**Fragmento del documento:**
Seré prudente, señor Montoro. Seré cauto y templado, tratando de discernir lo que es bueno de lo que es malo. Pero permítame que confiese asombro e inquietud con alguna dosis de cabreo ante los singulares sucesos que usted y el área de gestión pública que dirige siguen protagonizando en estos días agitados. Sucesos de acción u omisión cuyo recorrido y trascendencia, cuya gravedad y acaso consecuencias políticas explican en sí mismas la notable rebaja en el tono de suficiente ironía con que usted se aplica ante la oposición y ante alguna prensa no afín. Me pareció verle ayer menos suelto, más apretado y, desde luego, prudente, en sus referencias a la gestión de la Hacienda Pública de lo que es habitual.

Y es fácil de entender, porque lo de la infanta no es una broma y mucho menos en estos días en que hacemos números con la Renta o con lo que algunos tienen que pagar para que se la hagan. Lo de mandarle la declaración a un niño de dos años tampoco, pero al menos a la canallesca el caso nos da juego para hacer chistes, más aún cuando a la criatura le sale a devolver. Y se digiere mejor.

Uno sigue creyendo en lo público y por eso exige y defiende un sistema fiscal proporcional y justo que permita desarrollar y mantener servicios para los ciudadanos. Ese es el sentido y la razón para que paguemos impuestos y lo hagamos según nuestras posibilidades. Estamos aún lejos de ese objetivo de fiscalidad verdaderamente justa, pero es incuestionable que pagar impuestos es un deber ciudadano y una exigencia democrática y eludir o trampear con ese pago una burla inaceptable a la ciudadanía. La Hacienda Pública tiene que tener sustento legal, medios y solvencia técnica para evitar el fraude y trabajar por la equidad.

Y es esa fe en una política impositiva justa y solidaria lo que me tiene asombrado, inquieto y hasta cabreado en semanas como ésta, señor Montoro. Una Hacienda justa, que de verdad "seamos todos", no puede permitirse errores tan aparentemente de bulto como lo de las fincas de la infanta. A diez días de que la Casa Real negara la información que la Agencia Tributaria envió al juez todavía no sabemos qué ha pasado, más allá de la constatación de que no se comprobó la veracidad de los datos, lo cual, estará conmigo señor ministro, es motivo más que suficiente para que los ciudadanos nos inquietemos. Asusta pensar que eso sea ejemplo del grado de rigor con que se aplica quien, como es su deber, exige al ciudadano un rigor inaplazable en tiempo y forma.

[Extracto del conjunto de datos]
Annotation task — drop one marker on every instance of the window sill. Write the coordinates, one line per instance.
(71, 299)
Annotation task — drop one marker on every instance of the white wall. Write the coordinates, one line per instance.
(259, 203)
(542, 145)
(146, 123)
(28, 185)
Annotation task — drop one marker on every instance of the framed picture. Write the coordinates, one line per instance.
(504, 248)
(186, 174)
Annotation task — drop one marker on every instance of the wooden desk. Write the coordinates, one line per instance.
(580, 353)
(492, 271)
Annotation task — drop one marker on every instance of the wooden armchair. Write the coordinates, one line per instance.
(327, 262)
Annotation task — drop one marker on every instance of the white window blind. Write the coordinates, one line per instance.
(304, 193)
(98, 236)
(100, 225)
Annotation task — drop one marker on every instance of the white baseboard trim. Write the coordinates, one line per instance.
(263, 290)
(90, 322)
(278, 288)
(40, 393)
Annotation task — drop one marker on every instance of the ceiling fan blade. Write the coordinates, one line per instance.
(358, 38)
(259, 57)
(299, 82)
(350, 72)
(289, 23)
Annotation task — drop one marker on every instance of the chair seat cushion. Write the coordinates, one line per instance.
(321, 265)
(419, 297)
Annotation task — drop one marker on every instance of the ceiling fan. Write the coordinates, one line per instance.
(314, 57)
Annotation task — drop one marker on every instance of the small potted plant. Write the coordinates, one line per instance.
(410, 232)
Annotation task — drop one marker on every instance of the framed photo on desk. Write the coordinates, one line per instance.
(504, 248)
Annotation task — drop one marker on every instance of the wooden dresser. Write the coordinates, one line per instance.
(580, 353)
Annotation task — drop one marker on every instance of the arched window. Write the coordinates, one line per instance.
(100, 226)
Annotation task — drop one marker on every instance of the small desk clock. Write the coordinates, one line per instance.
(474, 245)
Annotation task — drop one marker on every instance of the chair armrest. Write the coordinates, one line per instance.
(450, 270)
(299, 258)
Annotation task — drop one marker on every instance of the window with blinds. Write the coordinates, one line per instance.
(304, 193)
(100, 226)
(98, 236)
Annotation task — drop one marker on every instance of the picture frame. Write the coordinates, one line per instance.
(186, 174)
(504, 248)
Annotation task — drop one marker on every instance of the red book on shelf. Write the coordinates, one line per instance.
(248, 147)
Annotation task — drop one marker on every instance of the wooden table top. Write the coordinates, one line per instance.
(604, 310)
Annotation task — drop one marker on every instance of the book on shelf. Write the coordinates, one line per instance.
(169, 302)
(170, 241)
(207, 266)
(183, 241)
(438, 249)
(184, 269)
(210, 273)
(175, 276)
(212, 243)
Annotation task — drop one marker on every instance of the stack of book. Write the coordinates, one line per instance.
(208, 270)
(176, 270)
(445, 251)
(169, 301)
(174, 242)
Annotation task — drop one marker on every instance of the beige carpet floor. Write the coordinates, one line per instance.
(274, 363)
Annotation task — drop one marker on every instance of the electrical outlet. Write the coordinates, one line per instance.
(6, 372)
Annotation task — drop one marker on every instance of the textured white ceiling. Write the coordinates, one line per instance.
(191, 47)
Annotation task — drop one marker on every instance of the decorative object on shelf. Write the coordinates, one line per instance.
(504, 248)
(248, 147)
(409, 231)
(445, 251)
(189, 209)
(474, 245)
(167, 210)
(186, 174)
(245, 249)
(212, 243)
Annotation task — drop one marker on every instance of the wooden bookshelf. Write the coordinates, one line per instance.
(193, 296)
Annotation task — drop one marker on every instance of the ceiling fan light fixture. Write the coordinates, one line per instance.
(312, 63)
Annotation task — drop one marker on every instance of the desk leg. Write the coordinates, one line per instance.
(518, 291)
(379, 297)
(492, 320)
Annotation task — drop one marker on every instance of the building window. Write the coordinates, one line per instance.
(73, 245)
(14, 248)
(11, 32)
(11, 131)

**Instrucciones:**
(a) Indique si cada afirmación concuerda con el fragmento del documento y responda sí o no, citando textualmente las palabras que lo determinan: (i) el autor afirma que pagar impuestos es un deber ciudadano; (ii) la Casa Real confirmó la información que la Agencia Tributaria envió al juez; (iii) el autor sostiene que ya se ha alcanzado una fiscalidad verdaderamente justa.
(b) Traduzca al inglés esta oración del fragmento del documento: «La Hacienda Pública tiene que tener sustento legal, medios y solvencia técnica para evitar el fraude y trabajar por la equidad.»
El material no guarda relación alguna con el fragmento del documento.

**Resultados del ejercicio:**
(a)
(i) Sí: «es incuestionable que pagar impuestos es un deber ciudadano y una exigencia democrática».
(ii) No: «A diez días de que la Casa Real negara la información que la Agencia Tributaria envió al juez».
(iii) No: «Estamos aún lejos de ese objetivo de fiscalidad verdaderamente justa».

(b) The Public Treasury must have a legal basis, resources, and technical competence to prevent fraud and work toward fairness.